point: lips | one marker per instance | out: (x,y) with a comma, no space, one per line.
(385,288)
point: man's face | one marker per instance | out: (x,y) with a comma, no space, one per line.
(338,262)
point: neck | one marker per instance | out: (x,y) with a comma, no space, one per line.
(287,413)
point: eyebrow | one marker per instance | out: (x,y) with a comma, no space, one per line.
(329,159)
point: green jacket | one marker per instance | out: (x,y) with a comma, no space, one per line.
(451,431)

...

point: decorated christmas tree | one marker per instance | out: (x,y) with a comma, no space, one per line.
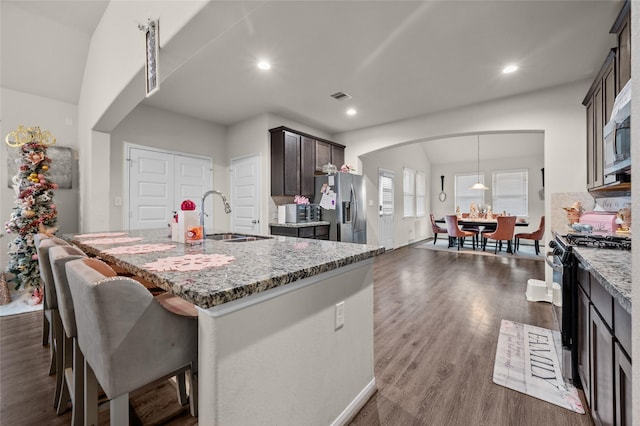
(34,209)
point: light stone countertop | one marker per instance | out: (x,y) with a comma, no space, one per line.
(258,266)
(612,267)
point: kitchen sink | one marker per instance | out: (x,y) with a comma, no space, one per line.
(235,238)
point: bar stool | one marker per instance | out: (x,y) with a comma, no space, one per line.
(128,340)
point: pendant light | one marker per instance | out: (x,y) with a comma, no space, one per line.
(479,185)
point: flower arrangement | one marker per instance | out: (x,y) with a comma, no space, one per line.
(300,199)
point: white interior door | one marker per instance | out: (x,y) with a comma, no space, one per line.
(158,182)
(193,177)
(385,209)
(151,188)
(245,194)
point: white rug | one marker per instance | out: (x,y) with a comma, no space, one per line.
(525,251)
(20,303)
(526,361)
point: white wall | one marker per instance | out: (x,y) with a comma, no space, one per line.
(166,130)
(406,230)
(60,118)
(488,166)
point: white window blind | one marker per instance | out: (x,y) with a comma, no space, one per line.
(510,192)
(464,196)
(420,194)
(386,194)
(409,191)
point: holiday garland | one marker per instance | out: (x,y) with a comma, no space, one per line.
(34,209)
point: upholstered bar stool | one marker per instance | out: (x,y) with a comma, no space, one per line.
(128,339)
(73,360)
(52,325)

==

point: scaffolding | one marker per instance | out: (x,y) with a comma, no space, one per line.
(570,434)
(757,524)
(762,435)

## EXERCISE REQUIREMENTS
Which lines in the material contain the word "light"? Single out each of them and copy it in full.

## ANSWER TO THE EXERCISE
point: light stone countertop | one marker per instance | out: (x,y) with a comma, no space, one per line.
point: pendant light | one marker per instance | out: (x,y) with a comma, no space, one per line.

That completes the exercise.